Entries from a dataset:
# # # # #
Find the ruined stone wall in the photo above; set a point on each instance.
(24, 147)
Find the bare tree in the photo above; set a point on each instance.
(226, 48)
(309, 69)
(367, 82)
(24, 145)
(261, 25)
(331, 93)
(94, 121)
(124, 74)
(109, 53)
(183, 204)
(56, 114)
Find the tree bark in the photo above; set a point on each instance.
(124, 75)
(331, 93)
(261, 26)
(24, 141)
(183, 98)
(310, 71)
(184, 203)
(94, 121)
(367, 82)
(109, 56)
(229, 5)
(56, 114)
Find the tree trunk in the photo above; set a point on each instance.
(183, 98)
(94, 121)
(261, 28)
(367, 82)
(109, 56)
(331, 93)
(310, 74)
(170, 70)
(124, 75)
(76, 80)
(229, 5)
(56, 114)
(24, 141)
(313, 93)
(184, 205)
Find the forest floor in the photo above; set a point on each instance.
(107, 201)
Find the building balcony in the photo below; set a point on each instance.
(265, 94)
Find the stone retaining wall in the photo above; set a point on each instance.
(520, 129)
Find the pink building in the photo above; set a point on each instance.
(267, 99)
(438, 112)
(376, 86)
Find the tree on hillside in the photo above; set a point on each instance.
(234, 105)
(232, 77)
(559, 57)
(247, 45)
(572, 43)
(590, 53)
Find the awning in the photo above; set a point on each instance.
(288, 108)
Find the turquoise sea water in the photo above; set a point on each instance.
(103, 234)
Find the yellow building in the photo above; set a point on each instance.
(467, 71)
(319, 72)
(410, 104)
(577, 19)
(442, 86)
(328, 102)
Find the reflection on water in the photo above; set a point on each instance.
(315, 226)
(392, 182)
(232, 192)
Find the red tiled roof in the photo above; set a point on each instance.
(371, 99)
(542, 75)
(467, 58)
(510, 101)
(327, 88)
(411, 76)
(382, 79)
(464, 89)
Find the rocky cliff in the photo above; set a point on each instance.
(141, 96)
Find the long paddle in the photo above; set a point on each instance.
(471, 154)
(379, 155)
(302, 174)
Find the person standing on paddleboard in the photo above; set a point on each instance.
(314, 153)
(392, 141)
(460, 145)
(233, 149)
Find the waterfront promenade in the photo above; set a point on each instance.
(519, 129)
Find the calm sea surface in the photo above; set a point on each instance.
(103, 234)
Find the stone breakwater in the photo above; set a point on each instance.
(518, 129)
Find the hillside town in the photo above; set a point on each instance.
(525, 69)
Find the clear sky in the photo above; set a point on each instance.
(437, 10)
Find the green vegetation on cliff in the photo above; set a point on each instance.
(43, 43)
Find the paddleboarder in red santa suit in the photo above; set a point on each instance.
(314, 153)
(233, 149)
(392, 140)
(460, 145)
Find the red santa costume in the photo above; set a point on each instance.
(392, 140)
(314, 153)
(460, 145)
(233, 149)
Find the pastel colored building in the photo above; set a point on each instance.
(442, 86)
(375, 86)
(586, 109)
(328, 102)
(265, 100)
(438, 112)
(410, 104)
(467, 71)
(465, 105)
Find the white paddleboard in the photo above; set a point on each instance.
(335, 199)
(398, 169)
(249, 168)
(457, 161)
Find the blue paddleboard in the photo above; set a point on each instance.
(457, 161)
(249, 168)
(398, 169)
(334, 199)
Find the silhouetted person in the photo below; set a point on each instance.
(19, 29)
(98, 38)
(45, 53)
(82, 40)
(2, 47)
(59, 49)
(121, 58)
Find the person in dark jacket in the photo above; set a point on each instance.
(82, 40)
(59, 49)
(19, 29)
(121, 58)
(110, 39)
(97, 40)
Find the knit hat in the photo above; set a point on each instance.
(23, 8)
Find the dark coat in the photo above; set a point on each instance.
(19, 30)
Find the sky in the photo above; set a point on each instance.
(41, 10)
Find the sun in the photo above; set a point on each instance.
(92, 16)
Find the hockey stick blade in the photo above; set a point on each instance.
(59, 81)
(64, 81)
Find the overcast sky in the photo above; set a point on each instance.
# # # # #
EXERCISE DETAILS:
Rewrite the lines of the listing starting with the line containing "Find the paddleboarder" and going on through the final line of the listing, keeping the requests. Multiply every coordinate in the answers by 2.2 and round to the nearest whole number, with halves rounded up.

RESULT:
Find the paddleboarder in red santa suit in the photo above; set a point on each instance.
(691, 337)
(513, 328)
(862, 308)
(1012, 319)
Find the red santa costume in the photo above; set a point on each instance.
(862, 308)
(691, 337)
(1012, 319)
(513, 328)
Find the pastel colored building in the photo above; set a point on each instance.
(972, 189)
(825, 189)
(1289, 240)
(722, 224)
(583, 220)
(964, 246)
(902, 229)
(1027, 156)
(1023, 231)
Find the white paddleboard in the photo above; set a point on each instance.
(737, 438)
(876, 372)
(548, 370)
(1005, 354)
Find the blue paddleboard in the photo above; set a point on each instance.
(1005, 354)
(548, 370)
(876, 372)
(735, 438)
Find the silhouetted person in the photo below; set a point on each instance.
(42, 64)
(216, 84)
(99, 117)
(180, 88)
(4, 103)
(130, 108)
(266, 128)
Find the person in dark jacket in the photo above; set a point on each instance.
(180, 88)
(130, 108)
(42, 64)
(266, 128)
(242, 86)
(213, 88)
Find the knit hat in the photo above; set a point on each instance.
(51, 18)
Find the dark coat in the photo above; set a point on each instance.
(42, 66)
Find the sky in the photo above; set a point on each instance.
(90, 22)
Find the sun in the photo above; set a point on each instance.
(202, 35)
Find the hockey stick blade in the photo above; set a point on each instance.
(130, 178)
(141, 178)
Find the overcast sky in the photo above; set a point on each instance.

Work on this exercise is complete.